▶ **Data provided**:
--
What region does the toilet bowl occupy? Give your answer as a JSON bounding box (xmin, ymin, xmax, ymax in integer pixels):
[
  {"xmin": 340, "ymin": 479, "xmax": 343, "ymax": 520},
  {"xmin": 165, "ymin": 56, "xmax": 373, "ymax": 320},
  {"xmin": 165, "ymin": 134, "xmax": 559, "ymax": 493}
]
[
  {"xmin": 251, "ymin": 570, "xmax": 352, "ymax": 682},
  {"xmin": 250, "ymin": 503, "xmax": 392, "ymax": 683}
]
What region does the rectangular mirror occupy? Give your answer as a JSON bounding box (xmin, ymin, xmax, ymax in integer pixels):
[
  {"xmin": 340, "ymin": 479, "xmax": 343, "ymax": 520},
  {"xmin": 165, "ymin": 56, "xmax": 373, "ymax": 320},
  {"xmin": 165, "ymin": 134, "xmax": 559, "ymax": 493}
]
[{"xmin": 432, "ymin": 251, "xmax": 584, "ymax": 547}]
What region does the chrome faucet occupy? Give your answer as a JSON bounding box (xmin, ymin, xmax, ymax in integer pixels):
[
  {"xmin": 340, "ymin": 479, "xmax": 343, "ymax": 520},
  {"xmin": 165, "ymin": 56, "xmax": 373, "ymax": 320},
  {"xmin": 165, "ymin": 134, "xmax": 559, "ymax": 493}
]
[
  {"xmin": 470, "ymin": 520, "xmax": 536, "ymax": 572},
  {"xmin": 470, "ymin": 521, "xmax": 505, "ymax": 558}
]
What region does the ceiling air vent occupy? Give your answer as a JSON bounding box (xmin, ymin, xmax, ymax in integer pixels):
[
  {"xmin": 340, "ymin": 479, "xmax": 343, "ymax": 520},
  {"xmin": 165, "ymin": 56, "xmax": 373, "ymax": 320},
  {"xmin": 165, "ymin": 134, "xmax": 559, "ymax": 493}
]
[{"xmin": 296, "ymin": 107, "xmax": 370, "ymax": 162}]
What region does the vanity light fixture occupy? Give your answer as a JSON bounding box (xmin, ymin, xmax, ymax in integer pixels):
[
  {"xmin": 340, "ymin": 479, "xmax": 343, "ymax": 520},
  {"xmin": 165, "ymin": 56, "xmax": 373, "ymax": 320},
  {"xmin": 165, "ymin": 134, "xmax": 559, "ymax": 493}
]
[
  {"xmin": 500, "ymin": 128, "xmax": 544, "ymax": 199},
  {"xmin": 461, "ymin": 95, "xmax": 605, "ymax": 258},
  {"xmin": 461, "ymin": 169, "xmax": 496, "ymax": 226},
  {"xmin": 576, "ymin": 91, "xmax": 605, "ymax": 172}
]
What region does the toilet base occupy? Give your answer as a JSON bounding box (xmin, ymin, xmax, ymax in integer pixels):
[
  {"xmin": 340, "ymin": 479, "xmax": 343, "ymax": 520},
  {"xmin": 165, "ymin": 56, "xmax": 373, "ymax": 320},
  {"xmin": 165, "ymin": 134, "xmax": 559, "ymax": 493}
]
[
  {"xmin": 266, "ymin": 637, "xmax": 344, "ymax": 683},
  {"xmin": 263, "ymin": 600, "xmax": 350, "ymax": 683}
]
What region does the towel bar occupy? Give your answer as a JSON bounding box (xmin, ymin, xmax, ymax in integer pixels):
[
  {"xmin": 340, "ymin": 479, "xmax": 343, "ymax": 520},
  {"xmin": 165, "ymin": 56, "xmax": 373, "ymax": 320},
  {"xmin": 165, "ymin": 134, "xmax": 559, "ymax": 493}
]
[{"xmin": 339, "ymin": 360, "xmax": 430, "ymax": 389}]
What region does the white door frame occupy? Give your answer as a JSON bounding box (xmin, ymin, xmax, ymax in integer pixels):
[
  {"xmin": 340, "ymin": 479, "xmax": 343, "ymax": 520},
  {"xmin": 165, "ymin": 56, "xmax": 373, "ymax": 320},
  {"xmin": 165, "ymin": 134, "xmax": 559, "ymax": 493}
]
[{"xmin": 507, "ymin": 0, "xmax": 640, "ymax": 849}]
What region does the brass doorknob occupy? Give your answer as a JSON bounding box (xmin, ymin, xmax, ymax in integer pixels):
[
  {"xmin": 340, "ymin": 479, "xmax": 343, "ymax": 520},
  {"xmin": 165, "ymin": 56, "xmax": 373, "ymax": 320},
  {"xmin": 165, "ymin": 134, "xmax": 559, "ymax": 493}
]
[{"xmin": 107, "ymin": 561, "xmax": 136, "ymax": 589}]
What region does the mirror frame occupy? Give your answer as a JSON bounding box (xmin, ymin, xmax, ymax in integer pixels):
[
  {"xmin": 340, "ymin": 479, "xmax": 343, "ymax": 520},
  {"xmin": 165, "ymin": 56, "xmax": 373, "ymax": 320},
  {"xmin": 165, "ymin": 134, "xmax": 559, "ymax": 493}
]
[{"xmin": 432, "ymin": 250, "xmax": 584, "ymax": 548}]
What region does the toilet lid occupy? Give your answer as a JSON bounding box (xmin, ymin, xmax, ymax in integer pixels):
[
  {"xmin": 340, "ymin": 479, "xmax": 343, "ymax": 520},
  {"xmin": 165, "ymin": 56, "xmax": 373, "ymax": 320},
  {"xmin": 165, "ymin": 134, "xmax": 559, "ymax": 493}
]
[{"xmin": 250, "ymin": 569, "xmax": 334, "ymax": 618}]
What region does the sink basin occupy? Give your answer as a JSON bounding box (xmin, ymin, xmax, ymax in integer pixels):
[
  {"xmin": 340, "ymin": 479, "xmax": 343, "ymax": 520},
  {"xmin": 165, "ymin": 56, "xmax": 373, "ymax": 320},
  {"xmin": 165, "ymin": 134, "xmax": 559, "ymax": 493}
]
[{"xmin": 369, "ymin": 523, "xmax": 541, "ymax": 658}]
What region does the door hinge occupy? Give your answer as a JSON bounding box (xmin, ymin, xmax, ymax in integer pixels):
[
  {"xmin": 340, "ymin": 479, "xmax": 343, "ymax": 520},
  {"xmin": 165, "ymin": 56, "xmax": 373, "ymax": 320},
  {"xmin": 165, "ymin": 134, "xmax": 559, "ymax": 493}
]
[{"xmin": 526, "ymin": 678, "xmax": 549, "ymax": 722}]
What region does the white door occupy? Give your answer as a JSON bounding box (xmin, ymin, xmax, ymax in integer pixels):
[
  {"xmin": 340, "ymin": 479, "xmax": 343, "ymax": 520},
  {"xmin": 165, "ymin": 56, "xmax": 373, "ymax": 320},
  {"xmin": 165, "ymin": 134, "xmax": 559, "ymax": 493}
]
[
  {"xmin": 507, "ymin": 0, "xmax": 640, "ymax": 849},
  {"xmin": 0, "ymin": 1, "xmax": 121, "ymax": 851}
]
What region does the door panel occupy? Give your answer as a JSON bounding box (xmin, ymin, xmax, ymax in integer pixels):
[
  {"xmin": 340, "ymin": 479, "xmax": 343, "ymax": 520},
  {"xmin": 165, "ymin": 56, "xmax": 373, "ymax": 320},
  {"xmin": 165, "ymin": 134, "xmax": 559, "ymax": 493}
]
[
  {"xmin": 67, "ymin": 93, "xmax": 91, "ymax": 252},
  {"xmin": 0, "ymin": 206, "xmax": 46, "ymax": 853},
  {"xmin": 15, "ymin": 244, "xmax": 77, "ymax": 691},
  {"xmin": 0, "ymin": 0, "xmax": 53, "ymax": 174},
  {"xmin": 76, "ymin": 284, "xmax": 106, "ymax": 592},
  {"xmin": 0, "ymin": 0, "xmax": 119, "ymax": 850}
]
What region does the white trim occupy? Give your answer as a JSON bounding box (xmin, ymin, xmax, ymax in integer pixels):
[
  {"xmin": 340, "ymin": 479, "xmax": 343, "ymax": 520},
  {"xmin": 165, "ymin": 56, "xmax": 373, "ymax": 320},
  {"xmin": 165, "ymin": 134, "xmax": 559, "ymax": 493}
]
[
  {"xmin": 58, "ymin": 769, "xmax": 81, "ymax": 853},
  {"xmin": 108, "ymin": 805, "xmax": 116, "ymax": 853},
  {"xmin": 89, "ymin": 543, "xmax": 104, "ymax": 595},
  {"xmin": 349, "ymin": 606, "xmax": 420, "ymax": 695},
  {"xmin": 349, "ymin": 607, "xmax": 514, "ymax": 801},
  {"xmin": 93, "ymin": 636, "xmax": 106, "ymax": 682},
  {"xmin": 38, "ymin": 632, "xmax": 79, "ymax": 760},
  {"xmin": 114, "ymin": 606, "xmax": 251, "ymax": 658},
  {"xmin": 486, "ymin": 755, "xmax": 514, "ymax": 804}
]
--
▶ **Work request**: All lines that contain the word "mirror" should be copied from the listing.

▶ **Output**:
What region does the rectangular mirror occupy? Give your answer as a JSON bounding box (xmin, ymin, xmax, ymax in integer pixels):
What region does the mirror frame occupy? Give your answer as a JSON bounding box (xmin, ymin, xmax, ymax in integer pixels):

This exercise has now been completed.